What do the lines from the one containing "[tag] one dot per instance, sample [439,65]." through the end of the entries say? Quote them exactly, and only them.

Excerpts of location labeling data
>> START

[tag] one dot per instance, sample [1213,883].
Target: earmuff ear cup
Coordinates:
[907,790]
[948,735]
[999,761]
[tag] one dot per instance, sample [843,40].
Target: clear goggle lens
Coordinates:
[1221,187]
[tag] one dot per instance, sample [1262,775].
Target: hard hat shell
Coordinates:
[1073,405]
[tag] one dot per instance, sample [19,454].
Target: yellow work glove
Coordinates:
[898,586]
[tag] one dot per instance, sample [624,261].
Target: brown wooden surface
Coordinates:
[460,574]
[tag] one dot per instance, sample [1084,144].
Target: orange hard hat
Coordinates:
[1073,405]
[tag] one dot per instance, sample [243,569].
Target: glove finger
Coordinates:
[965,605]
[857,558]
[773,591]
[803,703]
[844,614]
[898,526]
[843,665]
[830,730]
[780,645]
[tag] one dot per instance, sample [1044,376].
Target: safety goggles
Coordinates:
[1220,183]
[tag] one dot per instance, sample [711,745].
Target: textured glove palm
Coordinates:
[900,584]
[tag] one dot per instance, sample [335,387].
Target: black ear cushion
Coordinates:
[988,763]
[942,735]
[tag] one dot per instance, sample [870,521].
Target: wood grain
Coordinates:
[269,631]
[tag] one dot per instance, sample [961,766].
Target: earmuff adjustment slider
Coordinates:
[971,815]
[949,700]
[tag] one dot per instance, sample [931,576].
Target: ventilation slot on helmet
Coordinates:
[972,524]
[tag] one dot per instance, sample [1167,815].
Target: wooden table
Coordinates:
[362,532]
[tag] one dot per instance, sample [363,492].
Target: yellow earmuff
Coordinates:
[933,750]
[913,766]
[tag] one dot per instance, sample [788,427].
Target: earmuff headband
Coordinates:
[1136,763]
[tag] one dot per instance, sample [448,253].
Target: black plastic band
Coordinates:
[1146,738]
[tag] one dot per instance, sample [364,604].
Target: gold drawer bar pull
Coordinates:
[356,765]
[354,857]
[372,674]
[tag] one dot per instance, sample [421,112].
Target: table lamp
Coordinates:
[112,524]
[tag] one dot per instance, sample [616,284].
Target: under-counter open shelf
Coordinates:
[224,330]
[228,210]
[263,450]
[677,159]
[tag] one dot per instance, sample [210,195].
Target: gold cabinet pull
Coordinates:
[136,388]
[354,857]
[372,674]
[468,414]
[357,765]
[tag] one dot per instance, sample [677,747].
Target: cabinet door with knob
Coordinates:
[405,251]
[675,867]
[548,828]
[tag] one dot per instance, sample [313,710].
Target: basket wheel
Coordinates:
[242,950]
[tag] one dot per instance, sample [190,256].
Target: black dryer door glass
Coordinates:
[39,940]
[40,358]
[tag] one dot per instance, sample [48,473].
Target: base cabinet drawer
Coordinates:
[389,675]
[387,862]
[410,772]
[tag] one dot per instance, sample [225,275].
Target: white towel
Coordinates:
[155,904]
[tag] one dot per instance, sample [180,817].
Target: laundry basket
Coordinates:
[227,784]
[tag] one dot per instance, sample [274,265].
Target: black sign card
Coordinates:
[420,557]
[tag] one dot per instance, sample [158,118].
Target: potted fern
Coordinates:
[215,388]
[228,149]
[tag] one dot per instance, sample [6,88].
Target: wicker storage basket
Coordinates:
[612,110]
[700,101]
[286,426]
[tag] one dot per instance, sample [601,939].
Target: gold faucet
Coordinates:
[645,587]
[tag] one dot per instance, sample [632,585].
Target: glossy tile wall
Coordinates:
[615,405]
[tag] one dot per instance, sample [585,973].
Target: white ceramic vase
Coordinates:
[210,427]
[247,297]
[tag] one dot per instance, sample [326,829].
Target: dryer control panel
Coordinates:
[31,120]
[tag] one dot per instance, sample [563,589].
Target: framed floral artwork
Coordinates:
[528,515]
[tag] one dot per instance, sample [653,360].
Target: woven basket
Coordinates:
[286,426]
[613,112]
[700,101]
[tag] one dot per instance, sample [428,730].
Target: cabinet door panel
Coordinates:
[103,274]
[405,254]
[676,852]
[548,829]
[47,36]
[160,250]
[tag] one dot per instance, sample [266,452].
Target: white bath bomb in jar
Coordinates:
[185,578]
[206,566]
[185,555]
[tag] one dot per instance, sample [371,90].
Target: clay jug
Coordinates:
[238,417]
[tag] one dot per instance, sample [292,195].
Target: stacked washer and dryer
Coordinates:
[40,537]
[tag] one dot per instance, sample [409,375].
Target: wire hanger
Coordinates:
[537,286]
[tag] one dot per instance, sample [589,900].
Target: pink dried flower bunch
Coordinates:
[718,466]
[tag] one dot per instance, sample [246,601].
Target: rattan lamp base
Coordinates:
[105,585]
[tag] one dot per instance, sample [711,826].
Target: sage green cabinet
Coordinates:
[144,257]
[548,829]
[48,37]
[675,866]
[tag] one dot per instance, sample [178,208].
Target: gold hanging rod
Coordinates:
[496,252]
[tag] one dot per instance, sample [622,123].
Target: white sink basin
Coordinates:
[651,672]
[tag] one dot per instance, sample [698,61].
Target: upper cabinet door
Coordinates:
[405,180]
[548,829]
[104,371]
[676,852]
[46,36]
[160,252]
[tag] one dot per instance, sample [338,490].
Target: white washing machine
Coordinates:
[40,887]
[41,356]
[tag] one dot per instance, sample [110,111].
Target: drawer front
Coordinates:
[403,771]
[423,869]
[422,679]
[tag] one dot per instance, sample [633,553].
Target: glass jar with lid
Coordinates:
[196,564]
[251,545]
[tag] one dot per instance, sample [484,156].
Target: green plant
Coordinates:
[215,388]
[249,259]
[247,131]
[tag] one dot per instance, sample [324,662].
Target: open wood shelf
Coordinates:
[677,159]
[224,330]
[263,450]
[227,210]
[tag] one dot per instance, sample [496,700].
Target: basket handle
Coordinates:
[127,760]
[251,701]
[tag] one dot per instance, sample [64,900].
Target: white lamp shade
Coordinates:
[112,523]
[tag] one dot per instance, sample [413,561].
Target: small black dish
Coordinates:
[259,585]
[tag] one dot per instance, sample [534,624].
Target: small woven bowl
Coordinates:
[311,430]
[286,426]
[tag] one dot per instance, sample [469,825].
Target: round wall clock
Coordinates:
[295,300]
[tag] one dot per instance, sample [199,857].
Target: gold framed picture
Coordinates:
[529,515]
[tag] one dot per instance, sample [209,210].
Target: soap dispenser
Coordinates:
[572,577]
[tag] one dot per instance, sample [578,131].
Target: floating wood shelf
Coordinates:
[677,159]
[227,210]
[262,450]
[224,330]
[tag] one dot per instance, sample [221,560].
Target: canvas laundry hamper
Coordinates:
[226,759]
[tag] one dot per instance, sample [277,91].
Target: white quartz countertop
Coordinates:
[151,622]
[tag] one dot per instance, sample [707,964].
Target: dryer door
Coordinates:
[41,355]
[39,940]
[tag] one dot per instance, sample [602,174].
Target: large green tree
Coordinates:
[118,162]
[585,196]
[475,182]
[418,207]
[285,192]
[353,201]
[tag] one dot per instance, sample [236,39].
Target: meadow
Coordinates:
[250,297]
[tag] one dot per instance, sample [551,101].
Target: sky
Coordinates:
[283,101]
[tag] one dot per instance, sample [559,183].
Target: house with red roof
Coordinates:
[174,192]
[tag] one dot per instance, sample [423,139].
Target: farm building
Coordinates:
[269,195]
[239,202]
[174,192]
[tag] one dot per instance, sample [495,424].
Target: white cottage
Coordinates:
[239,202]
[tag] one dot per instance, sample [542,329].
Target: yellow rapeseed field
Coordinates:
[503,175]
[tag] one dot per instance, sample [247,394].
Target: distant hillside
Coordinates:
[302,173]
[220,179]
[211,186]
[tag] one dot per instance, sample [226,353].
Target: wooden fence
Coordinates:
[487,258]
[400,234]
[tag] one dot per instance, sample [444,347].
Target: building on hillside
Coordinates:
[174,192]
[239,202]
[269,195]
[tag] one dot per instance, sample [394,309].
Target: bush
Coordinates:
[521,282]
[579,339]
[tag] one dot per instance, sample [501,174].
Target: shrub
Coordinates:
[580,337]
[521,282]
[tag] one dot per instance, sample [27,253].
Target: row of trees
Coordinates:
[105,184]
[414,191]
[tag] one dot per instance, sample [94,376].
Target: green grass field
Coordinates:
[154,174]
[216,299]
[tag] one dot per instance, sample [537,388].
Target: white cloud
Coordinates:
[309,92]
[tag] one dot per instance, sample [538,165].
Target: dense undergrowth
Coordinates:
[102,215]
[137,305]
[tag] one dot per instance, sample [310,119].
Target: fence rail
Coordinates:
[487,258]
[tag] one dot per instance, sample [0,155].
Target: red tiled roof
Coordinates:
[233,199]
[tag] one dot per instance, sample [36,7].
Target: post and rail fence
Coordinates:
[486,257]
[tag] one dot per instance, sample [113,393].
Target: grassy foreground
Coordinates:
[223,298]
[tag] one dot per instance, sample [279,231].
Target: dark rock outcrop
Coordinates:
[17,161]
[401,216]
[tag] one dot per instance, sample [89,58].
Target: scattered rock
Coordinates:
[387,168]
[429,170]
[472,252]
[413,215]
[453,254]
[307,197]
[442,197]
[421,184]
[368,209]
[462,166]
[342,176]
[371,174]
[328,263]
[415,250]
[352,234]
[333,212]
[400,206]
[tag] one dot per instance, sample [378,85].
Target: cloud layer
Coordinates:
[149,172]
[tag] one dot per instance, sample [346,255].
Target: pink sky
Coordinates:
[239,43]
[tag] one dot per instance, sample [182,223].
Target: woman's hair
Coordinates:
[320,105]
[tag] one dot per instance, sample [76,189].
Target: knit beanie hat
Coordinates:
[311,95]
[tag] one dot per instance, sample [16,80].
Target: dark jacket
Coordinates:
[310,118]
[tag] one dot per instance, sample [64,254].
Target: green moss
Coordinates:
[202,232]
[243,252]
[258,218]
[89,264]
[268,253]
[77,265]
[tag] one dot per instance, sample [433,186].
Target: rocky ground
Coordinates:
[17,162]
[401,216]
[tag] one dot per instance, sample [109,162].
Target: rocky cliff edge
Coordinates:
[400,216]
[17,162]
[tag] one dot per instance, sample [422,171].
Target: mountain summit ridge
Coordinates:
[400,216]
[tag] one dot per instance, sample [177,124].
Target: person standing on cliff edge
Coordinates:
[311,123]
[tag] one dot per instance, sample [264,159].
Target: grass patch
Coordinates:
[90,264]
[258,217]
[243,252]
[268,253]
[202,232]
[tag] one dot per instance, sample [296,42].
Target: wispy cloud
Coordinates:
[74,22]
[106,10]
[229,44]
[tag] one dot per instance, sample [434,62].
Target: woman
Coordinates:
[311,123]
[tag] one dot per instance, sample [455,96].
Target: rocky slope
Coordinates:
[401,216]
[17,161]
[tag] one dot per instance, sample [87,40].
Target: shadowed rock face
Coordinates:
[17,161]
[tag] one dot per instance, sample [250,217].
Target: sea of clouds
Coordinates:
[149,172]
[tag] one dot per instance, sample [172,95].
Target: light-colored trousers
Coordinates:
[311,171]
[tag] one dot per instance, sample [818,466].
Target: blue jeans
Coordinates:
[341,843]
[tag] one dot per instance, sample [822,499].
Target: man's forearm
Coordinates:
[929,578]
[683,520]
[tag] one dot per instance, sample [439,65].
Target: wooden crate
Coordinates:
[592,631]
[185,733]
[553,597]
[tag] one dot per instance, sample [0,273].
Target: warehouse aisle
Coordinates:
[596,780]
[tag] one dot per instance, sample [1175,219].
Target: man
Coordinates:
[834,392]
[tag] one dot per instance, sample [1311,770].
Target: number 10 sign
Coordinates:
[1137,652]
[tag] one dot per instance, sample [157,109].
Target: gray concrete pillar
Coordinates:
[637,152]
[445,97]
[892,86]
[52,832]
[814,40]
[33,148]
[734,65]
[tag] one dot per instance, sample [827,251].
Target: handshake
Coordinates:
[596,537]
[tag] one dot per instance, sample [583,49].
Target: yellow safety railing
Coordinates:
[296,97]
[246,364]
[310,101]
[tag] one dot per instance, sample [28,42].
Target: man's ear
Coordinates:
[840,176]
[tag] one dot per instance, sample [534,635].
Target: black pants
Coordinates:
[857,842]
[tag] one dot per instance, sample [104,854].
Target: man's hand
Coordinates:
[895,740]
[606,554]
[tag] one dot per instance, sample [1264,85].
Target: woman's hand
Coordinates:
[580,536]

>> END

■ Correct result
[tag] one dot per instance, sample [439,65].
Target: wooden crate
Coordinates:
[592,631]
[185,733]
[553,597]
[tag] one dot per instance, sample [0,273].
Target: warehouse aisle
Coordinates:
[596,780]
[tag] one dot per instance, sample [1175,219].
Target: man
Coordinates:
[834,392]
[tag] one dot per instance, sample [1311,770].
Target: number 10 sign
Coordinates:
[1137,652]
[tag] one dot per instance, sample [157,109].
Target: gray concrete pillar
Coordinates:
[637,152]
[445,97]
[892,86]
[52,832]
[814,40]
[33,148]
[734,65]
[tag] one dot per instance, sample [827,251].
Target: handshake
Coordinates:
[596,537]
[tag] one dot per instance, sample [583,49].
Target: yellow safety railing
Coordinates:
[296,97]
[246,364]
[310,101]
[tag] one dot per instance, sample [28,42].
Target: man's ear
Coordinates:
[840,176]
[tag] one dot per instance, sample [534,635].
Target: black pants
Coordinates:
[857,842]
[tag] one dot per instance, sample [104,854].
Target: man's hand
Coordinates:
[895,740]
[606,554]
[tag] one dot per instance, sample [1264,85].
Target: woman's hand
Coordinates:
[580,536]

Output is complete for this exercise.